EP by Job for a Cowboy
- Released: June 7, 2011
- Recorded: 2011
- Studio: Audiohammer Studios, Sanford, FL, USA
- Genre: Technical death metal
- Length: 15:27
- Label: Metal Blade
- Producer: Jason Suecof

Job for a Cowboy chronology
| Live Ruination (2010) | Gloom (2011) | Demonocracy (2012) |

= Gloom (EP) =

Gloom is the third EP by American death metal band Job for a Cowboy. It became available digitally and physically via mail order only on June 7, 2011. The EP was limited to only 2,500 physical copies, which vocalist Jonny Davy explained, "I feel like we're the type of band where so many people simply illegally download our records in the first place. So why not have the die hards have something to get excited about to get their hands on?" This is the first studio recording to feature bassist Nick Schendzielos and guitarist Tony Sannicandro after former members Bobby Thompson and Brent Riggs departed from the band in 2010, therefore all of Thompson's performance on the EP was replaced by Sannicandro's.

**Task prompt:** Output the portion of the Gloom EP passage starting at "Job for a Cowboy chronology" and ending at "replaced by Sannicandro's.", reproducing it word for word. The records originate from a source separate from the Gloom EP passage.

**Provided data:**
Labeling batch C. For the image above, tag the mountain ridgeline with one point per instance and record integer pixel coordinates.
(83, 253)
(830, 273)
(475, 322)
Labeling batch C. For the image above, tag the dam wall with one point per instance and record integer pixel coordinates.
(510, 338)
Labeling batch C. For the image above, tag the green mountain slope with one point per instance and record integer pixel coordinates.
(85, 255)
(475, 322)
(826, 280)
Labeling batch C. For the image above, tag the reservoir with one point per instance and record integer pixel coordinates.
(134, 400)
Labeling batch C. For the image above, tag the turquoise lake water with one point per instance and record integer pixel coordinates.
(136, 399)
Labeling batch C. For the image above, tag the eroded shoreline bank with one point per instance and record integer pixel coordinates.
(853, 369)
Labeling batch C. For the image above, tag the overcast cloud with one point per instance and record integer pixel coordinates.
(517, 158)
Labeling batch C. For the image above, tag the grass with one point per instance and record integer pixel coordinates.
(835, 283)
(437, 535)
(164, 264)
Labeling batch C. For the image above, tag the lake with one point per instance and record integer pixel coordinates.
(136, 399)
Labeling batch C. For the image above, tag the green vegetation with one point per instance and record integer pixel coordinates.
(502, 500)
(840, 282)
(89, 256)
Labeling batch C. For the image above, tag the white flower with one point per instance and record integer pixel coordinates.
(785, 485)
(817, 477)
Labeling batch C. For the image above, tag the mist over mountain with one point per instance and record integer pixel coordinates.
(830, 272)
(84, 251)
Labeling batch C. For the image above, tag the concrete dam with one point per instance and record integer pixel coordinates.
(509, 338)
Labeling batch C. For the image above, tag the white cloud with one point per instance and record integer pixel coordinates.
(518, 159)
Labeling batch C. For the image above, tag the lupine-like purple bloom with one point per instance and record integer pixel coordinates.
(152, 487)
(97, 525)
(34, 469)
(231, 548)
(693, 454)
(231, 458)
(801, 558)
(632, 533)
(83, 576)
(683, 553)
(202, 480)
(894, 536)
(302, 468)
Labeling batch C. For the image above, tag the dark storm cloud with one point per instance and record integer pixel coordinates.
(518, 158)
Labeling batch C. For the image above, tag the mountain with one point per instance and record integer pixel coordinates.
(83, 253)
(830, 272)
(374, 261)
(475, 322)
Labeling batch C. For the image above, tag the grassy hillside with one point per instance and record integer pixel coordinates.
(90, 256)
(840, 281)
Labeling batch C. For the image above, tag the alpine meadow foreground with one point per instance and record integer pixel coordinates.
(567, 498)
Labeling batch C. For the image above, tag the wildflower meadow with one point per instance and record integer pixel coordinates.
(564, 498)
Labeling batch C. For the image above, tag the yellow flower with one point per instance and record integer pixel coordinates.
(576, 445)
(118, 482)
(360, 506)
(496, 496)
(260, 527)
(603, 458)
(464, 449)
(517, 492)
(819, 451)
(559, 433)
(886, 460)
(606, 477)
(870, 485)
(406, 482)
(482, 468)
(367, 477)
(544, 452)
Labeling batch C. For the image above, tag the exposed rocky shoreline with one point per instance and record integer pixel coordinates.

**Worked answer:**
Job for a Cowboy chronology
| Live Ruination (2010) | Gloom (2011) | Demonocracy (2012) |

= Gloom (EP) =

Gloom is the third EP by American death metal band Job for a Cowboy. It became available digitally and physically via mail order only on June 7, 2011. The EP was limited to only 2,500 physical copies, which vocalist Jonny Davy explained, "I feel like we're the type of band where so many people simply illegally download our records in the first place. So why not have the die hards have something to get excited about to get their hands on?" This is the first studio recording to feature bassist Nick Schendzielos and guitarist Tony Sannicandro after former members Bobby Thompson and Brent Riggs departed from the band in 2010, therefore all of Thompson's performance on the EP was replaced by Sannicandro's.